— The input —
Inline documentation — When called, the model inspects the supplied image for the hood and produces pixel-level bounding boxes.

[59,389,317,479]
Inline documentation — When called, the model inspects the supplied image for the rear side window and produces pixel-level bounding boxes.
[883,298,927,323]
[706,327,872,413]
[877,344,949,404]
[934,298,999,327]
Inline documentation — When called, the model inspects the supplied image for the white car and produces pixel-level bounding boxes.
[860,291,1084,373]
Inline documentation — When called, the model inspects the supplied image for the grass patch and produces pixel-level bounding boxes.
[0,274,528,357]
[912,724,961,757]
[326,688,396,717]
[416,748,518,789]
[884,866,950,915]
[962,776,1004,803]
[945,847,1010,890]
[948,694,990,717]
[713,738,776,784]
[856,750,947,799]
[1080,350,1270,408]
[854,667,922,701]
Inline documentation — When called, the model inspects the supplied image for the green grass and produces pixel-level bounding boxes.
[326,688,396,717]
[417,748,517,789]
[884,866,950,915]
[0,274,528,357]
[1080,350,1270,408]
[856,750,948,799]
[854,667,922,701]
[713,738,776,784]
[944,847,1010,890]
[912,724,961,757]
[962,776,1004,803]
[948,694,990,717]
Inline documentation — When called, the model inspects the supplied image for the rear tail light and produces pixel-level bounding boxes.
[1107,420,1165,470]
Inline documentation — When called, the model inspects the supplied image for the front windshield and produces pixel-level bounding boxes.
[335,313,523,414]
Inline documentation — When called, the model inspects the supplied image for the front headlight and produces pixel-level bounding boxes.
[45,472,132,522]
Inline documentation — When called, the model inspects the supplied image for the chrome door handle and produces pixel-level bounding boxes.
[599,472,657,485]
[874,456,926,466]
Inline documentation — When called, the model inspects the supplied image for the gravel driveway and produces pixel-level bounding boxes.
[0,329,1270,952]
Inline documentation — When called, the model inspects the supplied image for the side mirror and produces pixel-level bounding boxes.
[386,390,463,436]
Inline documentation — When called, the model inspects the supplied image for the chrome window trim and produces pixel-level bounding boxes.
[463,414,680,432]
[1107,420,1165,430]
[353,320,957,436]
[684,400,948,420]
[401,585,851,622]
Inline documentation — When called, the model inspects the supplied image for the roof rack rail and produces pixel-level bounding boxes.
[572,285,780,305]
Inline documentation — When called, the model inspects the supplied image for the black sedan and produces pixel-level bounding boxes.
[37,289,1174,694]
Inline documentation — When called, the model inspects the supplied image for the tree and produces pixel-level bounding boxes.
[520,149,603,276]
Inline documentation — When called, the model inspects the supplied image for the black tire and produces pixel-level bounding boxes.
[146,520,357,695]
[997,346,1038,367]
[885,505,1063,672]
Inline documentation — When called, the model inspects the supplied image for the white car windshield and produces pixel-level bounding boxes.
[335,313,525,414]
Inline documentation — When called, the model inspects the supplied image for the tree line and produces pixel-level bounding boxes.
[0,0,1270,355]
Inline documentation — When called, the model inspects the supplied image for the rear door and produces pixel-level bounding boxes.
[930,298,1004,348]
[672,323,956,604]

— Required task —
Reproduce all of the material above word for word, keeping every line in its original order.

— Exercise result —
Inline documentation — When called, the model inspects the supplied image for the hood and produces pixel-level bounding boxes.

[59,389,317,479]
Inline documentation — When called, the model inspects the supplied image for the rear side window and produces pixel-level bounding boxes.
[883,298,927,323]
[706,327,872,413]
[877,344,949,404]
[934,298,999,327]
Inline documentation — When called, the model inspects the supplied image for the white car and produces pixel-level bounding boxes.
[860,291,1084,373]
Inline documentation — When called, the model inspects the supplied image for the grass patch and produces pixel-level bounding boxes.
[0,274,528,357]
[912,724,961,757]
[326,688,396,717]
[416,748,518,789]
[884,866,950,915]
[962,776,1004,803]
[945,847,1010,890]
[948,694,990,717]
[713,738,776,784]
[856,750,947,799]
[1080,350,1270,408]
[854,667,922,701]
Inline documentation — When called, the model inspects the supplied image for the green grass and produces pixel-level bounding boxes.
[326,688,396,717]
[417,748,517,789]
[884,866,950,915]
[0,274,528,357]
[1080,350,1270,408]
[856,750,948,799]
[854,667,922,701]
[713,738,776,784]
[944,847,1010,890]
[912,724,961,757]
[962,776,1004,803]
[948,694,990,717]
Inline documentation — When called, the model inspects the supplied image for the rear tail light and produces pixel-level bounding boxes.
[1107,420,1165,470]
Inline documentation — When called, the model inspects the supplied image for the front windshield and produces pixel-level bounding boxes.
[335,313,523,414]
Inline documentation — When called, the model inspects the supplied image for the front headlight and produces pixel-level bounding boxes.
[45,472,132,522]
Inline documentation — When called, the model inspects the supplied image for the chrome door handle and produces pixel-level bounding boxes.
[599,472,657,485]
[874,456,926,466]
Inline documentation — When called, the model inspects the supplied image for the gravel driveway and produces pixel-level bounding boxes.
[0,329,1270,952]
Inline documentation — When called, the model inspects the supplied image for the side mirror and produces pixel-level bounding boxes.
[386,390,463,436]
Inline documentation — When called, the model inspects the supplied image for the chrome window trim and produces pixel-level bounding boxes.
[463,414,680,432]
[1107,420,1165,430]
[353,320,957,436]
[684,400,948,420]
[401,585,851,622]
Inline documentation — When called, the model inspects the supplied image for the roof rack rail and produces pixel-level bounding boxes.
[572,285,780,305]
Inline documentation — When called, the model inspects the supplied image for the black sedan and produces pixel-level bounding boxes.
[37,289,1174,694]
Inline documentation — When called, the model inspects the supplied image for the tree and produces pixel-level bounding boxes.
[520,149,603,276]
Inline documentation — When called, the model inspects the supplied image for the black tire and produces pixel-level bounding boxes.
[146,520,357,695]
[997,346,1038,367]
[885,505,1063,672]
Inline documentation — When called, the model inspects the supplied image for the white car windshield and produces pixel-level bounding boxes.
[335,313,525,414]
Inline documentation — When called, the model inspects the supplied image for the tree line and produces pixel-level bounding boxes.
[0,0,1270,355]
Inline documentation — When called, the model inspects the supplied image for the rear door and produces pixel-level bounding boxes.
[930,298,1004,348]
[672,323,956,604]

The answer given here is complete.